*Instructions for the task:*
Rewrite the lines below as a numbered list, skipping any blank lines and omitting the pictures.

(Labeled point records)
+-------+

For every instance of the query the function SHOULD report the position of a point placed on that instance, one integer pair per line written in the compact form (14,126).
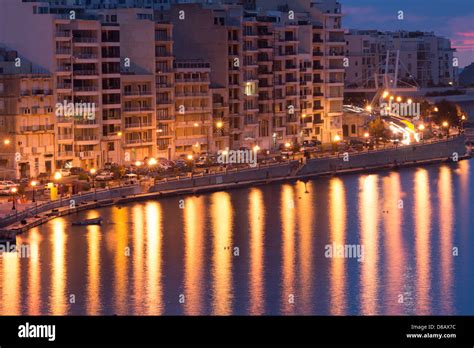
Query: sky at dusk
(453,19)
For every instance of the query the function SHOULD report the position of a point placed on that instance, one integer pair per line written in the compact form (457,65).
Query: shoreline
(11,231)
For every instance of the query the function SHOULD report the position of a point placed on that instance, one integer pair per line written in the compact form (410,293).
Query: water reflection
(59,301)
(337,218)
(288,252)
(256,214)
(446,212)
(369,218)
(93,268)
(422,241)
(194,254)
(221,212)
(154,258)
(394,248)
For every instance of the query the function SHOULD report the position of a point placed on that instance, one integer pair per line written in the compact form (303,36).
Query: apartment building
(284,72)
(26,120)
(193,108)
(424,59)
(121,77)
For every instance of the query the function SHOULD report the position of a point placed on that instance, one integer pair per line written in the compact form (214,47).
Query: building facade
(424,59)
(127,82)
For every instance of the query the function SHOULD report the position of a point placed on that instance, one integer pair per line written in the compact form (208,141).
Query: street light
(33,184)
(93,171)
(446,125)
(14,190)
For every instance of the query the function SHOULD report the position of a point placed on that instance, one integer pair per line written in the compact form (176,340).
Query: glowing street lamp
(33,184)
(13,191)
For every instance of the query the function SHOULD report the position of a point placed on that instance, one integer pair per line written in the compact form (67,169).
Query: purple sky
(453,19)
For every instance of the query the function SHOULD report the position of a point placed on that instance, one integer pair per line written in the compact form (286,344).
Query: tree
(447,111)
(377,129)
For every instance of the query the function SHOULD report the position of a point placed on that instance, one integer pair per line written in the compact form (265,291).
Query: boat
(96,221)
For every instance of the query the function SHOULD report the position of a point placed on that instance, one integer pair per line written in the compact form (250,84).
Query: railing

+-------+

*Reply to the exercise:*
1. For every instance of the query the function SHOULD report the position of a point placed on that instance, one integer pair per line written in the compact form (14,126).
2. Query: sky at dusk
3. (453,19)
4. For every instance of the query the function SHOULD report the position of a point placed on that instance, one integer pair per line written in the compact form (457,65).
5. Query: shoreline
6. (11,231)
7. For every instance of the query the function SHOULD report the position of a point placed on that instance, one integer pair per line written in the compact form (410,293).
8. Query: water reflection
9. (59,301)
10. (337,218)
11. (288,252)
12. (256,214)
13. (446,212)
14. (369,218)
15. (93,268)
16. (422,241)
17. (194,254)
18. (221,212)
19. (154,258)
20. (394,248)
21. For every instance of the query the function SHOULD report the position of a point placed on that instance, one integer pair per line written in the compact form (303,36).
22. Query: apartment building
23. (284,72)
24. (26,120)
25. (193,108)
26. (424,59)
27. (121,77)
28. For every instance of the query the function SHOULD report the position of a point placed on that instance, one integer pair per line written in the compact form (214,47).
29. Query: building facade
30. (424,59)
31. (127,82)
32. For every instance of the query the function SHOULD report the position of a point placed on that instance, one integer pair per line written in the compact form (208,141).
33. Query: street light
34. (33,184)
35. (93,171)
36. (446,125)
37. (14,190)
38. For every instance of the query the function SHOULD report the position of a point placed on that instance, one integer pair per line written in the compact form (176,340).
39. Query: glowing street lamp
40. (33,184)
41. (13,191)
42. For every instance of the query the function SHOULD report the position of a point placed on that instance, one integer pair per line written in the compact form (67,169).
43. Query: purple sky
44. (453,19)
45. For every instance of the query the function SHOULD report the position of a point placed on that instance, one integer pair per line written in the compact form (286,344).
46. Query: tree
47. (447,111)
48. (377,129)
49. For every instance of the query the function SHOULD report the position of a point placed on that instance, one integer pair per line written in the compact form (265,291).
50. Query: boat
51. (96,221)
52. For every instance of the query the function SHOULD report the position of a point placed on that instance, one integer pair per line written in the compact form (250,84).
53. Query: railing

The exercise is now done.